-------- Source data
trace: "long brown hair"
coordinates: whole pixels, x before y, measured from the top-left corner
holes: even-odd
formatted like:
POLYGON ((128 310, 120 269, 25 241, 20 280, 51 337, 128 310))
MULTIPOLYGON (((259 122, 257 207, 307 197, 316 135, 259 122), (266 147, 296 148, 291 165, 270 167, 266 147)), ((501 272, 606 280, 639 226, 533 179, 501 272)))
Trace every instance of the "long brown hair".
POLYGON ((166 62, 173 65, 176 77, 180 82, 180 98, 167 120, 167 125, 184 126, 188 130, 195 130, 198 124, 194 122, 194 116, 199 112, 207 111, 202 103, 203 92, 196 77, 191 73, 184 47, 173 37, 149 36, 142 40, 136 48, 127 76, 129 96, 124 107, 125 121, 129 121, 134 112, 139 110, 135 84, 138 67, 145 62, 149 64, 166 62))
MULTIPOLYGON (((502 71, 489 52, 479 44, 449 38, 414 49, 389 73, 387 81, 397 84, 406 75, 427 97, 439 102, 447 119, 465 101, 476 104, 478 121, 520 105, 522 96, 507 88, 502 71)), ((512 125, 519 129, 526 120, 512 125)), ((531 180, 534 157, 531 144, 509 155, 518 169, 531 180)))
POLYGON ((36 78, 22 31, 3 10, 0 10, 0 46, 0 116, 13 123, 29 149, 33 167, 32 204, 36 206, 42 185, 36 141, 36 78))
----------------
» Exercise description
Copy every one of the lines above word for word, changing nothing.

» Result of this exercise
trace: "long brown hair"
coordinates: whole pixels, x before y, measured from the top-left corner
holes: even-odd
formatted like:
POLYGON ((128 310, 120 269, 25 241, 20 280, 51 337, 128 310))
MULTIPOLYGON (((259 122, 257 207, 307 197, 316 135, 259 122), (266 147, 296 148, 291 165, 270 167, 266 147)), ((501 272, 606 280, 639 226, 533 179, 501 272)))
Trace every instance of the "long brown hair".
POLYGON ((166 62, 173 65, 176 77, 180 82, 180 98, 167 120, 167 125, 184 126, 188 130, 195 130, 198 124, 194 122, 194 116, 199 112, 207 111, 202 103, 203 92, 196 77, 191 73, 184 47, 173 37, 149 36, 142 40, 136 48, 127 76, 129 96, 124 107, 125 121, 129 121, 134 112, 139 110, 135 84, 138 67, 145 62, 149 64, 166 62))
MULTIPOLYGON (((502 71, 489 52, 479 44, 449 38, 414 49, 389 73, 387 81, 397 84, 406 75, 427 97, 439 102, 447 119, 465 101, 476 104, 478 121, 520 105, 522 96, 507 88, 502 71)), ((512 125, 519 129, 526 120, 512 125)), ((531 180, 534 157, 531 144, 509 155, 518 169, 531 180)))
POLYGON ((36 78, 22 31, 3 10, 0 10, 0 46, 0 116, 13 123, 29 149, 33 167, 32 204, 36 206, 42 185, 36 141, 36 78))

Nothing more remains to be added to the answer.